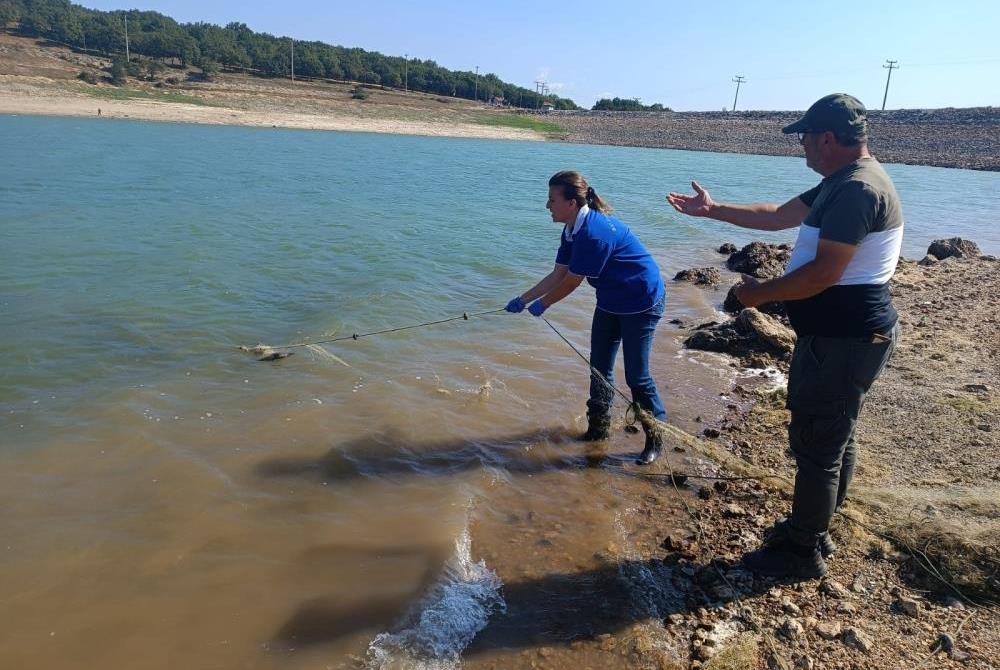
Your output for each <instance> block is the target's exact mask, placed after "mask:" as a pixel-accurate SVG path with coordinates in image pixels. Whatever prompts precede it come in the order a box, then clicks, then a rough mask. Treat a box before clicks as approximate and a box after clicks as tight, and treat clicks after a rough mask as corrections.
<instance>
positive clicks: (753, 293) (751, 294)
mask: <svg viewBox="0 0 1000 670" xmlns="http://www.w3.org/2000/svg"><path fill="white" fill-rule="evenodd" d="M760 286H761V283H760V282H759V281H758V280H757V278H756V277H751V276H750V275H743V281H741V282H740V283H739V284H737V285H736V287H735V288H734V289H733V292H734V293H735V294H736V299H737V300H739V301H740V303H741V304H742V305H743V306H744V307H756V306H757V305H759V304H761V303H762V302H764V301H763V300H762V299H761V298H760V297H759V296H760Z"/></svg>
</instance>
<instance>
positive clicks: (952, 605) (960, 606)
mask: <svg viewBox="0 0 1000 670" xmlns="http://www.w3.org/2000/svg"><path fill="white" fill-rule="evenodd" d="M941 605H942V606H944V607H947V608H948V609H954V610H964V609H965V603H963V602H962V601H961V600H959V599H958V598H956V597H955V596H945V597H944V600H943V601H942V602H941Z"/></svg>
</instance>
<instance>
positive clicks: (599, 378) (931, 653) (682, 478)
mask: <svg viewBox="0 0 1000 670" xmlns="http://www.w3.org/2000/svg"><path fill="white" fill-rule="evenodd" d="M542 321H544V322H545V323H546V325H547V326H548V327H549V328H551V329H552V331H553V332H554V333H555V334H556V335H558V336H559V338H560V339H562V341H563V342H565V343H566V344H567V345H569V347H570V348H571V349H572V350H573V351H575V352H576V354H577V355H578V356H579V357H580V358H581V359H583V360H584V361H585V362H586V363H587V366H588V367H589V368H590V371H591V374H592V375H595V376H596V377H597V378H598V379H600V380H601V381H602V382H603V383H604V384H605V385H606V386H607V387H609V388H610V389H611V390H612V392H613V393H617V394H618V395H619V396H621V397H622V398H623V399H624V400H625V401H626V402H627V403H629V410H628V411H632V412H633V418H632V420H631V423H630V424H629V425H633V424H634V423H635V421H636V420H638V421H640V422H641V423H642V425H643V427H644V428H645V427H647V426H653V427H655V429H658V430H660V431H661V435H662V434H663V433H665V432H666V429H668V428H670V426H667V425H665V424H663V423H662V422H661V421H659V420H657V419H655V418H654V417H652V416H650V414H649V412H647V411H646V410H644V409H643V408H641V407H639V405H638V404H637V403H634V402H632V401H631V400H629V398H628V397H627V396H626V395H625V394H624V393H623V392H622V391H621V389H619V388H618V387H617V386H615V385H614V384H612V383H611V382H610V381H608V380H607V379H606V378H605V377H604V375H602V374H601V373H600V372H599V371H598V370H597V369H596V368H594V366H593V365H591V364H590V360H589V359H588V358H587V357H586V356H584V355H583V353H582V352H581V351H580V350H579V349H577V348H576V346H575V345H574V344H573V343H572V342H570V341H569V340H568V339H567V338H566V337H565V336H564V335H563V334H562V333H560V332H559V330H558V329H557V328H556V327H555V326H553V325H552V323H551V322H550V321H549V320H548V319H546V318H544V317H542ZM627 417H628V413H627V412H626V418H627ZM674 430H676V431H677V432H679V433H681V434H682V435H684V436H685V437H688V438H691V436H689V435H687V433H684V432H683V431H681V430H680V429H679V428H674ZM691 439H694V438H691ZM662 462H663V463H664V465H666V468H667V473H666V474H665V475H664V474H661V473H642V474H643V476H649V477H666V478H668V479H669V481H670V484H671V486H672V488H673V490H674V493H675V494H676V496H677V499H678V500H679V501H680V503H681V504H682V505H683V507H684V510H685V511H686V512H687V515H688V516H689V517H690V518H691V520H692V521H693V522H694V524H695V527H696V528H697V529H698V543H699V544H700V543H701V541H702V538H703V537H704V535H705V529H704V527H703V526H702V523H701V517H700V516H699V515H698V514H696V513H695V512H694V511H693V510H692V509H691V507H690V505H688V503H687V500H686V499H685V497H684V496H683V495H682V494H681V491H680V489H679V488H678V481H679V482H680V483H683V482H684V480H685V479H686V478H691V479H718V480H722V481H738V480H754V481H760V482H765V481H766V480H767V479H781V480H785V481H786V482H787V480H786V479H785V478H784V477H780V476H775V477H754V476H744V477H721V476H720V477H710V476H698V475H683V474H678V473H674V471H673V469H672V468H671V467H670V463H669V462H668V461H667V460H666V459H663V461H662ZM836 513H837V514H838V515H840V516H841V517H842V518H844V519H847V520H848V521H850V522H851V523H854V524H857V525H858V526H860V527H862V528H864V529H865V530H867V531H869V532H871V533H873V534H875V535H877V536H880V537H883V538H885V539H888V540H890V541H893V542H897V543H900V544H903V545H904V546H905V547H906V548H907V549H908V550H909V551H910V555H911V556H914V557H915V558H917V565H918V566H920V567H921V568H922V569H923V570H924V571H925V572H927V573H928V574H930V575H931V576H933V577H934V578H936V579H937V580H939V581H940V582H941V583H943V584H944V585H946V586H947V587H949V588H950V589H951V590H952V591H954V592H955V593H956V594H958V596H959V597H961V598H962V599H963V600H965V601H966V602H967V603H969V604H970V605H972V606H973V607H981V605H979V604H978V603H976V602H975V601H973V600H972V599H970V598H969V597H968V596H966V595H965V594H964V593H962V592H961V591H960V590H959V589H958V588H957V587H956V586H955V585H954V584H952V583H951V582H949V581H948V580H947V579H945V578H944V576H943V575H941V574H940V572H939V571H938V570H936V569H935V568H934V565H933V563H932V562H931V561H930V559H929V558H928V557H927V556H926V554H924V553H923V552H921V551H920V550H919V549H916V548H914V547H911V546H910V545H909V543H907V542H905V541H902V540H901V539H900V538H896V537H893V536H891V535H888V534H885V533H881V532H879V531H878V530H876V529H874V528H871V527H870V526H867V525H866V524H863V523H861V522H860V521H858V520H857V519H854V518H852V517H851V516H849V515H847V514H844V513H843V512H841V511H839V510H838V511H837V512H836ZM918 556H919V557H918ZM920 557H922V558H923V560H920ZM711 565H712V568H713V569H714V570H715V573H716V574H717V575H718V576H719V579H720V580H722V582H723V583H724V584H725V585H726V586H727V587H728V588H729V591H730V593H732V594H733V602H735V603H736V605H737V607H739V608H740V609H741V610H742V608H743V599H742V598H740V596H739V591H738V590H737V589H736V587H735V586H733V584H732V582H731V581H730V580H729V578H728V577H726V575H725V573H724V572H723V571H722V569H721V568H720V567H719V565H718V564H717V563H716V562H715V561H712V562H711ZM971 617H972V614H971V613H970V614H969V616H968V617H966V618H965V620H964V621H963V622H962V624H961V625H960V626H959V627H958V631H956V634H955V637H956V638H957V637H958V634H959V633H960V632H961V630H962V627H963V626H964V625H965V623H966V622H967V621H968V620H969V619H970V618H971ZM741 618H742V619H743V620H744V621H746V623H747V625H749V626H750V627H751V628H752V629H753V630H754V632H756V633H757V634H759V635H760V636H761V638H762V639H763V640H764V642H765V644H766V645H767V647H768V649H769V651H770V652H771V654H772V658H774V659H776V662H777V663H778V665H779V667H787V664H786V663H784V661H783V659H782V657H781V655H780V654H779V652H778V648H777V645H776V644H775V640H774V637H773V636H772V635H771V633H770V632H768V631H767V630H765V629H764V628H762V627H761V626H760V624H758V623H757V622H756V621H754V620H752V619H751V618H750V617H749V616H742V617H741ZM938 651H940V645H938V646H937V647H936V648H935V649H934V650H933V651H932V653H931V656H929V657H928V658H926V659H924V663H926V661H927V660H929V659H930V658H931V657H933V655H934V654H936V653H937V652H938ZM924 663H921V664H920V665H921V666H922V665H923V664H924ZM917 667H920V666H917Z"/></svg>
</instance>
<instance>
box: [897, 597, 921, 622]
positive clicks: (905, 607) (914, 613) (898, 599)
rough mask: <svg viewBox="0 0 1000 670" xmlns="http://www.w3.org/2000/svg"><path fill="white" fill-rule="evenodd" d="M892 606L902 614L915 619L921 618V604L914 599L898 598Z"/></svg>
mask: <svg viewBox="0 0 1000 670" xmlns="http://www.w3.org/2000/svg"><path fill="white" fill-rule="evenodd" d="M892 606H893V609H895V610H896V611H897V612H902V613H903V614H905V615H907V616H911V617H913V618H914V619H917V618H919V617H920V603H918V602H917V601H916V600H913V599H912V598H897V599H896V602H894V603H893V604H892Z"/></svg>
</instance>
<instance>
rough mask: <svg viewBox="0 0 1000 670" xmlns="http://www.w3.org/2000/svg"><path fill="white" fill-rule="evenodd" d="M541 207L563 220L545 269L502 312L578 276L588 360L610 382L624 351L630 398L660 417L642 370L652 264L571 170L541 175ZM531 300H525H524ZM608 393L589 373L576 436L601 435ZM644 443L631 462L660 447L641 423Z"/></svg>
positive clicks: (661, 305)
mask: <svg viewBox="0 0 1000 670" xmlns="http://www.w3.org/2000/svg"><path fill="white" fill-rule="evenodd" d="M546 208H547V209H548V210H549V211H550V212H551V213H552V220H553V221H556V222H558V223H562V224H565V226H564V228H563V231H562V242H561V244H560V245H559V252H558V253H557V254H556V264H555V267H554V268H553V269H552V272H550V273H549V274H548V276H546V277H545V278H544V279H542V280H541V281H540V282H538V283H537V284H535V286H534V287H533V288H531V289H530V290H529V291H527V292H526V293H523V294H521V295H519V296H517V297H516V298H514V299H513V300H511V301H510V303H508V305H507V308H506V309H507V311H508V312H514V313H516V312H520V311H522V310H523V309H524V308H525V305H528V303H531V304H530V306H529V307H528V311H529V312H530V313H531V314H532V315H534V316H541V315H542V313H543V312H544V311H545V310H546V309H548V308H549V307H551V306H552V305H554V304H556V303H557V302H559V301H560V300H562V299H563V298H565V297H566V296H568V295H569V294H570V293H572V292H573V291H574V290H575V289H576V287H577V286H579V285H580V283H581V282H582V281H583V279H584V278H585V277H586V279H587V281H588V282H590V285H591V286H593V287H594V288H595V289H597V307H596V308H595V309H594V321H593V325H592V327H591V333H590V364H591V365H592V366H593V368H594V370H596V371H597V372H600V373H601V374H602V375H603V376H604V378H605V379H606V380H607V381H608V382H611V383H613V379H614V367H615V357H616V356H617V354H618V346H619V345H621V346H622V349H623V350H624V354H625V381H626V382H627V383H628V386H629V388H630V389H631V390H632V400H633V402H636V403H638V405H639V406H640V407H642V408H643V409H645V410H646V411H648V412H649V413H650V414H652V415H653V417H654V418H656V419H659V420H660V421H666V420H667V412H666V410H665V409H664V408H663V403H662V401H661V400H660V394H659V393H657V391H656V384H655V383H654V382H653V378H652V376H650V374H649V354H650V351H651V350H652V348H653V335H654V333H655V331H656V324H657V322H658V321H659V320H660V317H661V316H662V315H663V301H664V296H665V290H664V287H663V279H662V278H661V277H660V268H659V266H658V265H657V264H656V261H654V260H653V257H652V256H650V254H649V252H648V251H647V250H646V247H644V246H643V245H642V242H640V241H639V238H638V237H636V236H635V235H634V234H632V231H631V230H629V228H628V226H626V225H625V224H624V223H622V222H621V221H619V220H618V219H616V218H613V217H611V216H609V215H608V214H609V213H610V212H611V208H610V207H609V206H608V204H607V203H606V202H604V200H602V199H601V197H600V196H599V195H597V193H595V192H594V189H592V188H591V187H590V186H588V185H587V180H586V179H584V178H583V175H581V174H580V173H579V172H571V171H566V172H559V173H557V174H556V175H554V176H553V177H552V178H551V179H549V201H548V203H547V205H546ZM532 301H533V302H532ZM613 400H614V395H613V392H612V391H611V389H610V388H609V387H608V385H607V384H605V383H604V382H603V381H601V380H600V379H598V378H597V375H596V373H592V375H591V380H590V400H588V401H587V432H586V433H584V434H583V435H582V436H581V437H580V439H581V440H585V441H592V440H606V439H608V437H609V436H610V430H611V403H612V401H613ZM644 429H645V431H646V446H645V448H644V449H643V452H642V455H640V456H639V458H638V459H637V460H636V463H639V464H642V465H646V464H649V463H652V462H653V461H654V460H656V458H657V457H658V456H659V455H660V452H661V451H662V448H663V443H662V438H661V437H660V435H659V434H658V433H657V432H656V431H652V430H650V429H649V428H648V427H645V426H644Z"/></svg>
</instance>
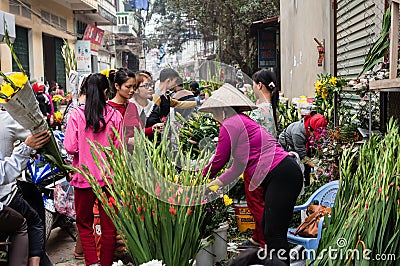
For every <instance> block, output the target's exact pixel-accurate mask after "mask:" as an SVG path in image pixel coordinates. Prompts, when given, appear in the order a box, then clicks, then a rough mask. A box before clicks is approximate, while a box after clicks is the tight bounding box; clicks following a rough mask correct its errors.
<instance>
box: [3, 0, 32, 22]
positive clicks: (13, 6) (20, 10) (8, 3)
mask: <svg viewBox="0 0 400 266" xmlns="http://www.w3.org/2000/svg"><path fill="white" fill-rule="evenodd" d="M8 7H9V9H10V13H11V14H14V15H18V16H23V17H25V18H31V14H32V13H31V5H30V4H28V3H25V2H22V4H21V3H20V2H17V1H15V0H10V1H9V2H8Z"/></svg>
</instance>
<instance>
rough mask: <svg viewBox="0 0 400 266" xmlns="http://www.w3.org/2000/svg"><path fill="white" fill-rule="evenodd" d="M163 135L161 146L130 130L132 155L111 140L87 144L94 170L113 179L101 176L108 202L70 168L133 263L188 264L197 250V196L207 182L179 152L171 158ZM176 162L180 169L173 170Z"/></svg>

· · ·

▶ **WHAT YOU HAVE TO DO**:
Copy out the material from its beginning through the line containing "positive clicks: (753, 293) (751, 294)", with both ends included. Omit the picture from your copy.

▶ **SOLUTION TO THE PROBLEM**:
Your output for each <instance> block is the target's exact mask, placed after "mask:" as a pixel-accurate SVG path with coordinates in image pixels. Whatever prompts precede it come in the order a box, then clicks, then a rough mask. Treat a box before clicks as approximate and a box after clicks as tight, and treat clicks after a rough mask as corrections.
<instance>
positive clicks: (753, 293) (751, 294)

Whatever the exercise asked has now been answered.